(Exercise data)

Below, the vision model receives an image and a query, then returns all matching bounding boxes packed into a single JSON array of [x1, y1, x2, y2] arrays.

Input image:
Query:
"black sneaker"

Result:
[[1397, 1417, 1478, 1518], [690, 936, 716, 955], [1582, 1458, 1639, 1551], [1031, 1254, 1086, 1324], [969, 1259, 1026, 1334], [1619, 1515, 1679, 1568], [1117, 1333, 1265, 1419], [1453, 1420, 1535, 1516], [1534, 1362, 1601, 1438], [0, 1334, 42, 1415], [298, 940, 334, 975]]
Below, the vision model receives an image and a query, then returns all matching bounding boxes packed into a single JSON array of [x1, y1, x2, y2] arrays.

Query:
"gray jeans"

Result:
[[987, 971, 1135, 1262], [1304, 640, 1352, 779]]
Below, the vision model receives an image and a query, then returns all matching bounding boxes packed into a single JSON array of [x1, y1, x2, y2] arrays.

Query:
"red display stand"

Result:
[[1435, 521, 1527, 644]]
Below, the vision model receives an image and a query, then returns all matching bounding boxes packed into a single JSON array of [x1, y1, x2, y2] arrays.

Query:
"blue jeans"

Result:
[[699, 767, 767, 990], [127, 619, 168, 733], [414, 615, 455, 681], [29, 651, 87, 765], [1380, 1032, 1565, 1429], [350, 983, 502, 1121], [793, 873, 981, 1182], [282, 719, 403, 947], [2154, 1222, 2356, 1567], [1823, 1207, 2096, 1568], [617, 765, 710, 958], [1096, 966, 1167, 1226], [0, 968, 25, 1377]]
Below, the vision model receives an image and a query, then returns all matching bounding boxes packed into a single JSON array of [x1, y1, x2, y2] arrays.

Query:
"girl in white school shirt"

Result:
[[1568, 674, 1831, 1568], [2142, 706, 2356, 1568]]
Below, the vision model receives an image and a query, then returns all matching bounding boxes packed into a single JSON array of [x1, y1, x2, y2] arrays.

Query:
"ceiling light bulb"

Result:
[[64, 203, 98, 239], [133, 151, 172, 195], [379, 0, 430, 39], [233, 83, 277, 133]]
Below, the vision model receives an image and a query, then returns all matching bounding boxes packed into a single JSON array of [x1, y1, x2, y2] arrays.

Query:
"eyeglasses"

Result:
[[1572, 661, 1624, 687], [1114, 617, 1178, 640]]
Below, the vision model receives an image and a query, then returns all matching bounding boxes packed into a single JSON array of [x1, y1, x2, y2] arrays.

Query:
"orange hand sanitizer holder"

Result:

(End Exercise data)

▶ **The task**
Set all the data down again, exactly as it reads above.

▶ **Response area**
Below, the vision model receives an image and a query, then returns all matching bounding boxes packed into a single JSON array of [x1, y1, x2, y2] arrays.

Input image:
Query:
"black sneaker"

Result:
[[1397, 1417, 1478, 1518], [690, 936, 716, 955], [1582, 1458, 1639, 1551], [1031, 1254, 1086, 1324], [969, 1259, 1026, 1334], [1619, 1515, 1679, 1568], [1117, 1333, 1265, 1419], [1453, 1420, 1535, 1516], [1534, 1362, 1601, 1438], [0, 1334, 42, 1415], [298, 940, 334, 975]]
Below, the vision model receives an image and a query, then returns all matching bounding boxes packed into a single JSON array of [x1, y1, x2, y2] arrays.

Query:
"gray jeans"

Result:
[[987, 971, 1135, 1262], [1304, 640, 1352, 779]]
Below, the vision model receives an image and a query, then returns all matching bounding boxes packed into a single JSON array of [x1, y1, x2, y2] arrays.

Query:
"red display stand"

Result:
[[1435, 521, 1527, 644]]
Below, the vision model receives an image and a query, then returns all matching bounding boxes packed into a single JSON array of [x1, y1, x2, y2] arrays.

Query:
"blue jeans"

Result:
[[699, 767, 767, 990], [127, 619, 168, 733], [414, 615, 455, 681], [29, 651, 87, 765], [1380, 1032, 1565, 1429], [350, 983, 502, 1121], [793, 873, 981, 1182], [282, 719, 403, 947], [2154, 1222, 2356, 1567], [1823, 1207, 2096, 1568], [617, 765, 710, 958], [1096, 966, 1167, 1226], [0, 968, 25, 1377]]
Below, the vision model receives an image and a query, then returns all matching bounding boxes packed into a single JSON array of [x1, y1, x2, y2] arrays.

Query:
"girl in white school shirt"

Result:
[[1568, 674, 1831, 1568], [2142, 706, 2356, 1568]]
Below, the vision model receives an image and a query, then returns all matching bounding boxes packed into a single JSON array of [x1, y1, x2, y2] arrays.

Query:
"ceiling light bulb"

Result:
[[64, 203, 98, 239], [133, 151, 172, 195], [379, 0, 430, 39], [233, 83, 277, 133]]
Below, the vision model receives an image and a query, then returns all matching bounding boxes packed into a single JSON array of [x1, y1, x2, y2] arrays.

Query:
"eyeglasses"

Result:
[[1572, 661, 1624, 687], [1114, 617, 1178, 640]]
Below, the vision model receives an image and a query, then returns all matching bounding boxes packed into a single JSON array of [x1, y1, x2, y2] arrays.

Query:
"orange hand sanitizer holder"

Result:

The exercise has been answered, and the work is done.